> _Extracted text_

== Segment start ==

This session will focus on modelling rather than fitting (don’t worry, we will come back to fitting on the next session). The aim of this session is to familiarise yourselves with a real data set: the Tristan da Cunha outbreak and a new model called SEITL. We felt this session was necessary as we will use this dataset and this model as a toy example to illustrate all the concepts and methods from now until the end of the course.
As you will read below, the SEITL model has been proposed as a mechanistic explanation for a two-wave influenza A/H3N2 epidemic that occurred on the remote island of Tristan da Cunha in 1971. Given the small population size of this island (284 inhabitants), random effects at the individual level may have had important consequences at the population level. For instance, even if the distribution of the infectious period is the same for all islanders, some islanders will stay infectious longer than others just by chance and might therefore produce more secondary cases. This phenomenon is called demographic stochasticity and it could have played a significant role in the dynamics of the epidemic on Tristan da Cunha.

== Segment end ==

> _Recorded data_
== Segment start ==

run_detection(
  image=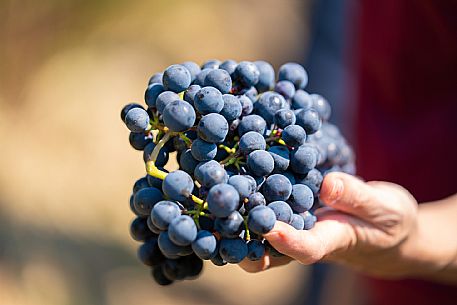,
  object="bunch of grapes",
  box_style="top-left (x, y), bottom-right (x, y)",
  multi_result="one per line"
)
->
top-left (121, 60), bottom-right (354, 285)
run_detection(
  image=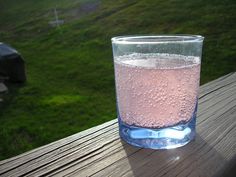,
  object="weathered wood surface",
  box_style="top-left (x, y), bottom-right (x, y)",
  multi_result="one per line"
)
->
top-left (0, 73), bottom-right (236, 177)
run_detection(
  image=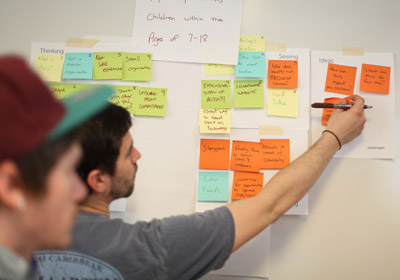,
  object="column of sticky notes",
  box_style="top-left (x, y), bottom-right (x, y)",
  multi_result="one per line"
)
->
top-left (197, 139), bottom-right (290, 202)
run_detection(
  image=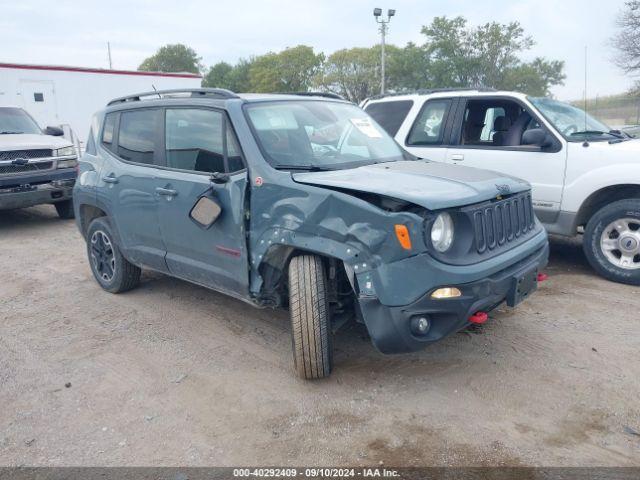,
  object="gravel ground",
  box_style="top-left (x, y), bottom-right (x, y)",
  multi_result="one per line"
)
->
top-left (0, 206), bottom-right (640, 466)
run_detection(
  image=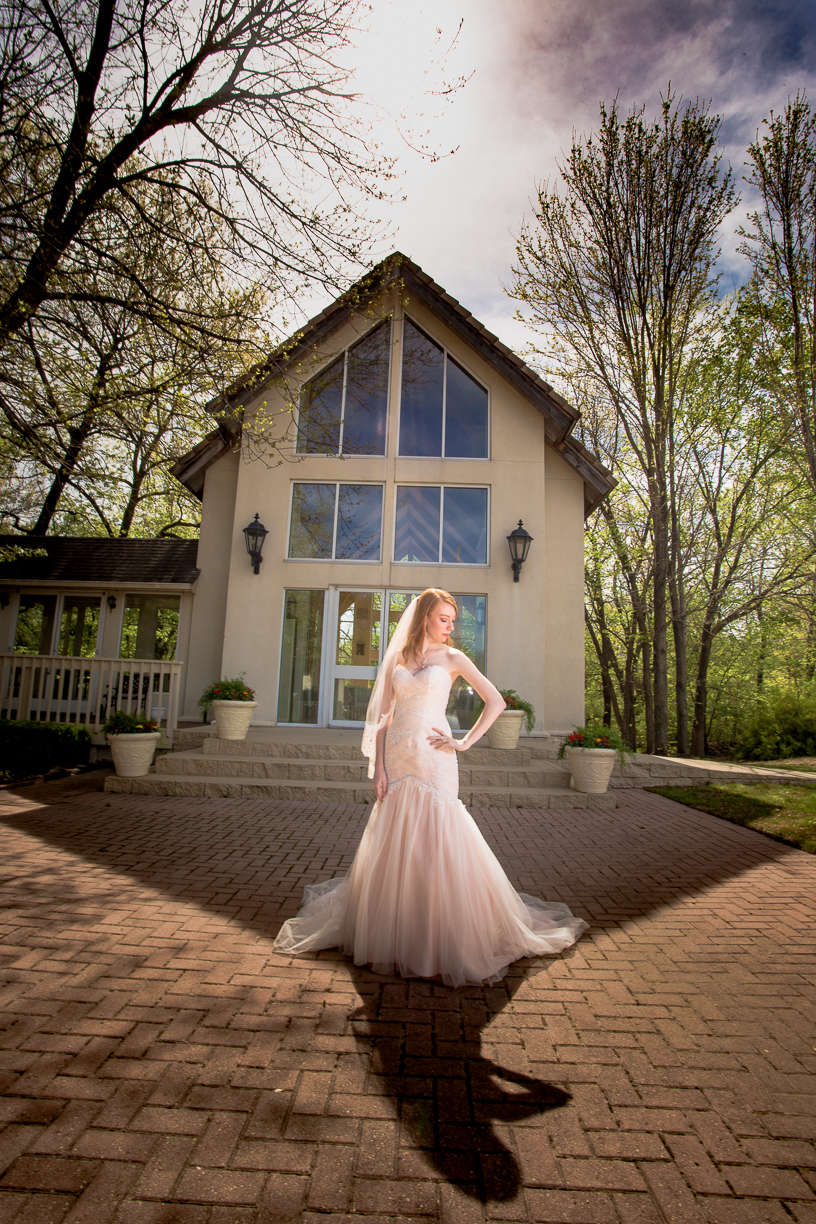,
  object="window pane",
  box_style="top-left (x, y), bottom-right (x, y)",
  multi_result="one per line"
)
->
top-left (289, 485), bottom-right (336, 558)
top-left (15, 595), bottom-right (56, 655)
top-left (335, 591), bottom-right (383, 667)
top-left (442, 488), bottom-right (487, 565)
top-left (447, 595), bottom-right (487, 731)
top-left (59, 595), bottom-right (100, 659)
top-left (445, 357), bottom-right (487, 459)
top-left (278, 591), bottom-right (323, 723)
top-left (394, 485), bottom-right (439, 562)
top-left (343, 321), bottom-right (391, 455)
top-left (400, 318), bottom-right (444, 455)
top-left (119, 595), bottom-right (181, 659)
top-left (334, 485), bottom-right (383, 561)
top-left (297, 356), bottom-right (345, 454)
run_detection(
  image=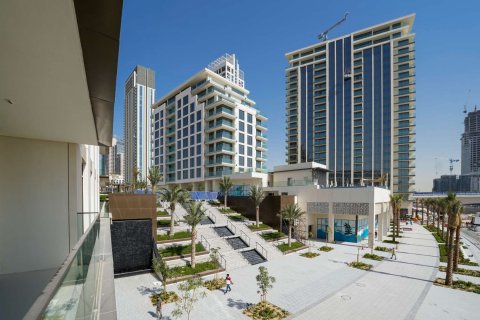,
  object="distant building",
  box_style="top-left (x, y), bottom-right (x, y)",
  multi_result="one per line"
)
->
top-left (152, 54), bottom-right (267, 191)
top-left (124, 66), bottom-right (155, 182)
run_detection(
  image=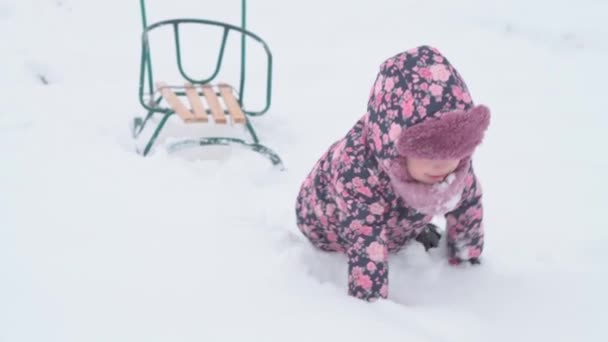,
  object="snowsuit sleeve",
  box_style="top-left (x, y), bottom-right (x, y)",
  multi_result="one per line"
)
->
top-left (446, 168), bottom-right (484, 264)
top-left (336, 162), bottom-right (388, 301)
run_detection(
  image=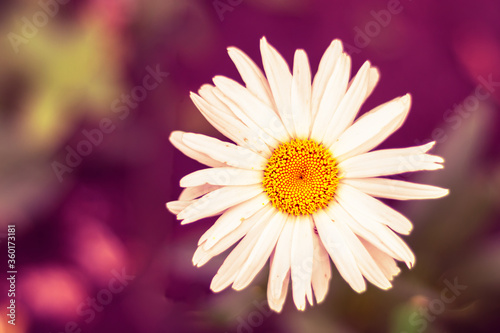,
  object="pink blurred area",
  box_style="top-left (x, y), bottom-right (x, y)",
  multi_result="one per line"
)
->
top-left (0, 0), bottom-right (500, 333)
top-left (18, 264), bottom-right (86, 323)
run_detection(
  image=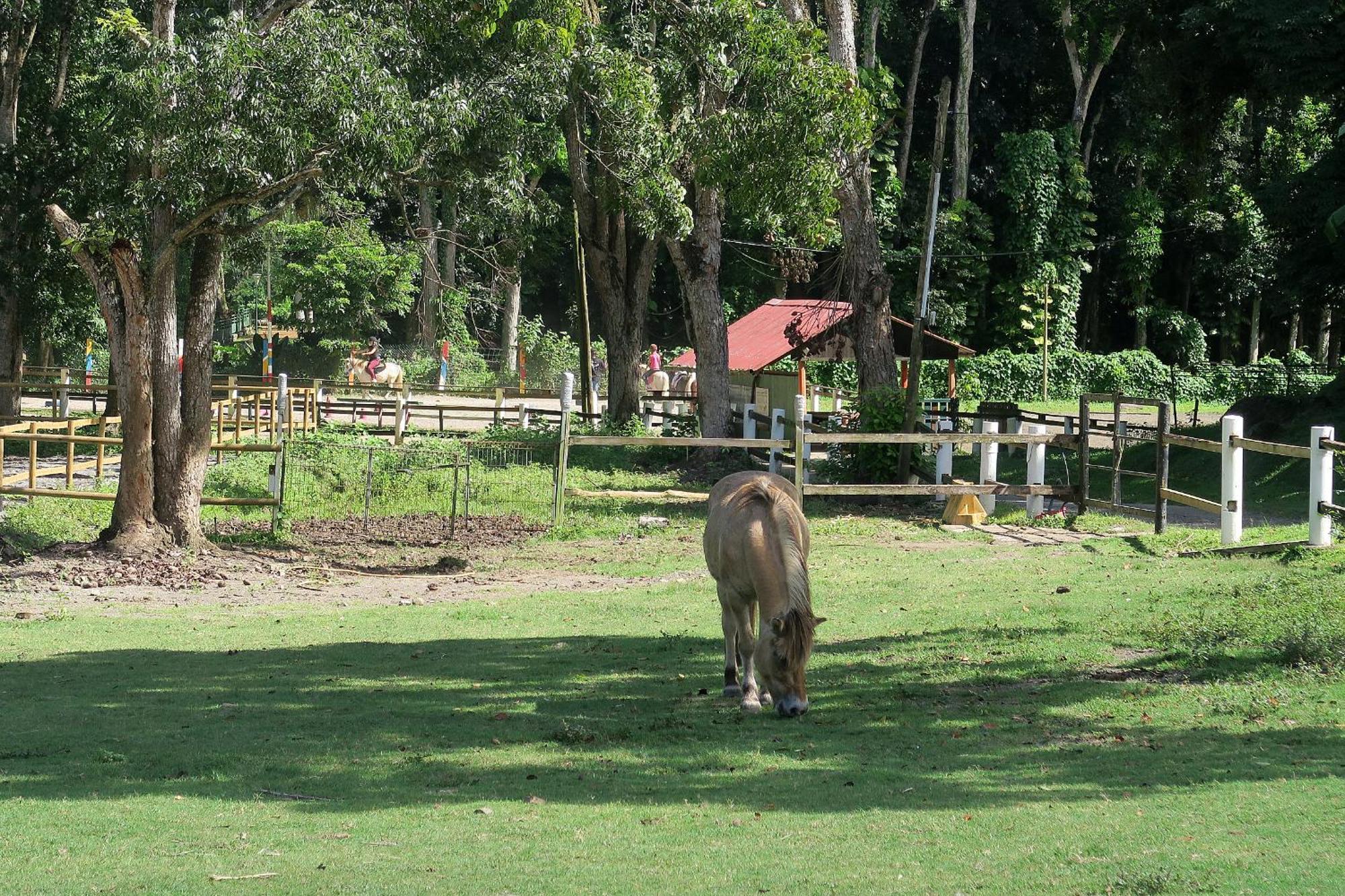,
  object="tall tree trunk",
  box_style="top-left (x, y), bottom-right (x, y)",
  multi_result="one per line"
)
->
top-left (1060, 0), bottom-right (1126, 138)
top-left (155, 233), bottom-right (225, 545)
top-left (1313, 305), bottom-right (1332, 364)
top-left (863, 0), bottom-right (882, 69)
top-left (565, 99), bottom-right (658, 422)
top-left (667, 183), bottom-right (730, 438)
top-left (897, 0), bottom-right (939, 190)
top-left (826, 0), bottom-right (897, 390)
top-left (952, 0), bottom-right (976, 202)
top-left (103, 235), bottom-right (163, 552)
top-left (1247, 292), bottom-right (1260, 364)
top-left (495, 265), bottom-right (523, 372)
top-left (416, 184), bottom-right (444, 345)
top-left (438, 187), bottom-right (457, 290)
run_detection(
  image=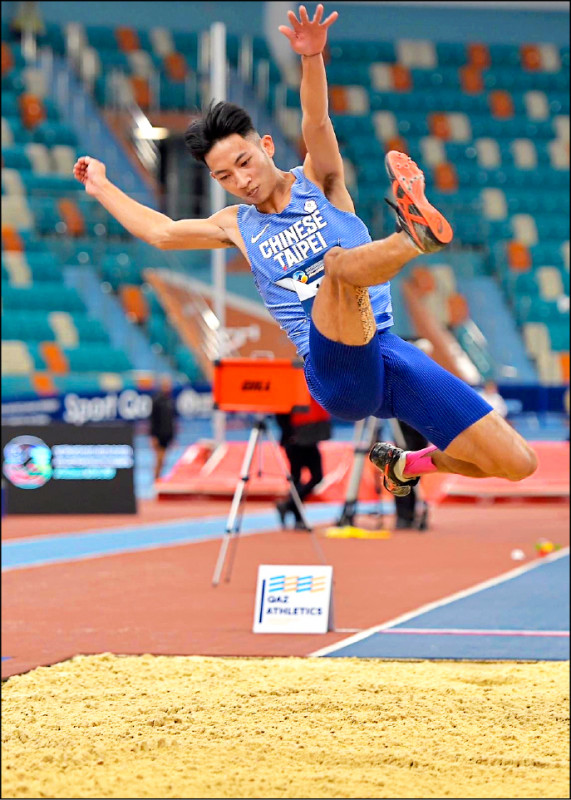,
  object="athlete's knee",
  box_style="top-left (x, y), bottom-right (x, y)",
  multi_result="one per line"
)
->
top-left (323, 247), bottom-right (347, 281)
top-left (505, 443), bottom-right (538, 481)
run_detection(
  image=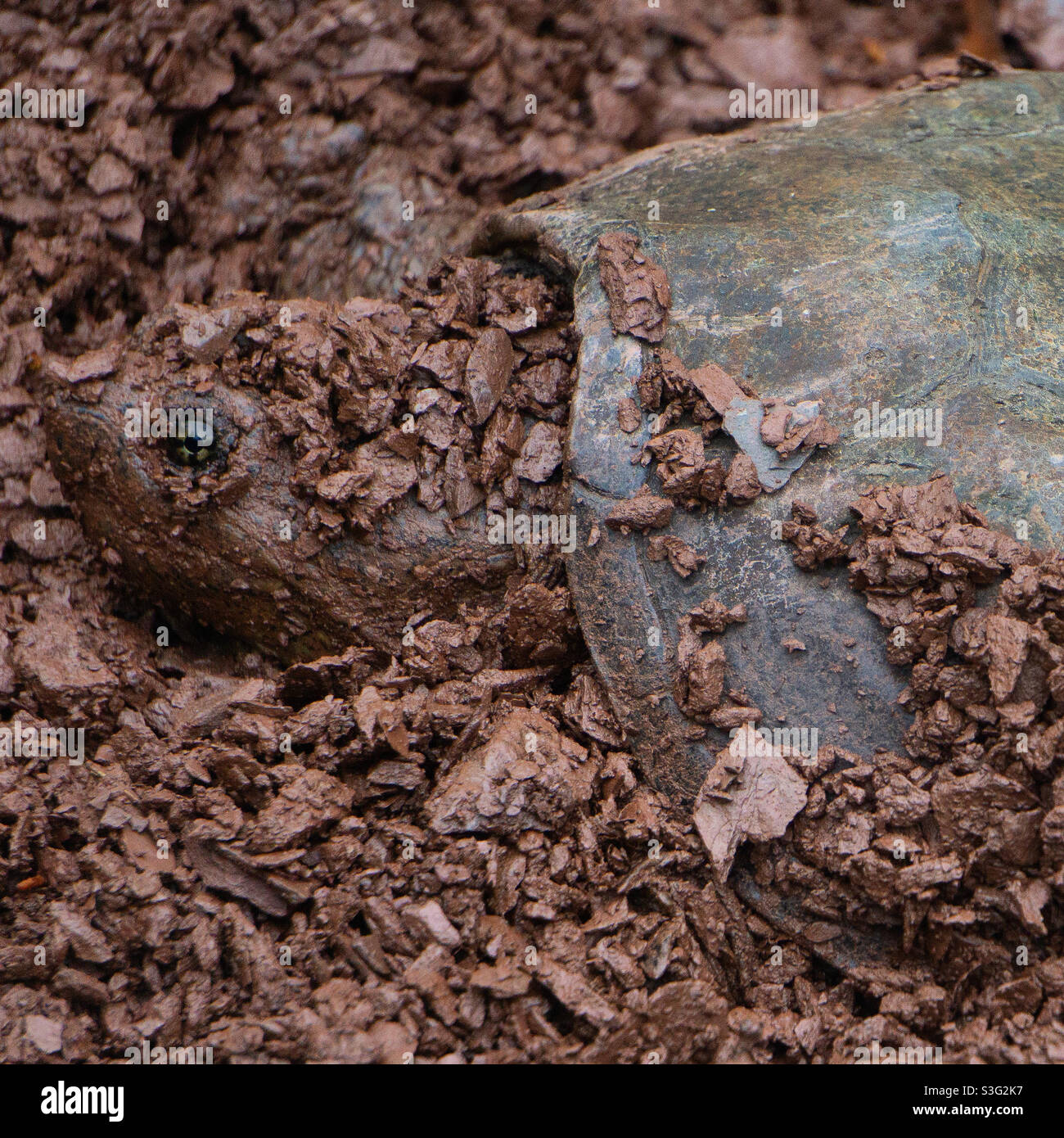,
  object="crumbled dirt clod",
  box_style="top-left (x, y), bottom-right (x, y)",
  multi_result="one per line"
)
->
top-left (598, 230), bottom-right (673, 344)
top-left (606, 486), bottom-right (673, 533)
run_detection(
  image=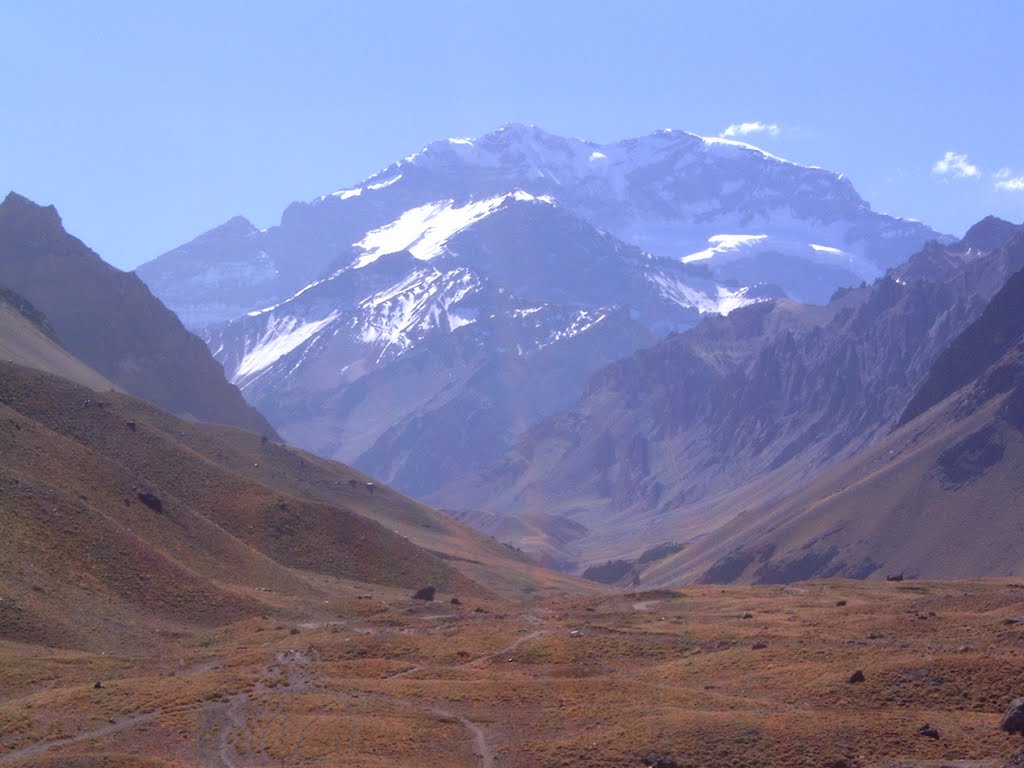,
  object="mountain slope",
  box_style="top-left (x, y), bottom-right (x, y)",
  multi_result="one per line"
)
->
top-left (0, 287), bottom-right (115, 392)
top-left (138, 124), bottom-right (939, 328)
top-left (663, 259), bottom-right (1024, 583)
top-left (0, 193), bottom-right (273, 434)
top-left (139, 125), bottom-right (940, 520)
top-left (446, 222), bottom-right (1024, 563)
top-left (0, 362), bottom-right (588, 649)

== Segment end ==

> _Exercise details_
Rewrite the passage on the SEITL model and the Tristan da Cunha outbreak from "This session will" up to and including "of the course.", changing every "session" to "lesson".

> _Response to the task_
This lesson will focus on modelling rather than fitting (don’t worry, we will come back to fitting on the next lesson). The aim of this lesson is to familiarise yourselves with a real data set: the Tristan da Cunha outbreak and a new model called SEITL. We felt this lesson was necessary as we will use this dataset and this model as a toy example to illustrate all the concepts and methods from now until the end of the course.